## DIRECTIVE:
Update the rows below by replacing "wall vent" with "air vent" and leaving everything else unchanged.

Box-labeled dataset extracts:
::::

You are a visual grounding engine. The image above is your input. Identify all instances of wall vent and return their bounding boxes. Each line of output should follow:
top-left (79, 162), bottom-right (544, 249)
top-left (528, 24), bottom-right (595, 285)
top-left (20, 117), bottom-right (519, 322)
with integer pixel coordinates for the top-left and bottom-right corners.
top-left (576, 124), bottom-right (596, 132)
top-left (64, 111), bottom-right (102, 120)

::::

## REPLY TO THE EXERCISE:
You are a visual grounding engine. The image above is your input. Identify all instances of air vent and return their bounding boxes. Each line of output should follow:
top-left (79, 162), bottom-right (544, 249)
top-left (528, 24), bottom-right (595, 285)
top-left (20, 117), bottom-right (519, 322)
with integer pixel coordinates for the top-left and bottom-right corners.
top-left (576, 124), bottom-right (596, 132)
top-left (64, 111), bottom-right (102, 120)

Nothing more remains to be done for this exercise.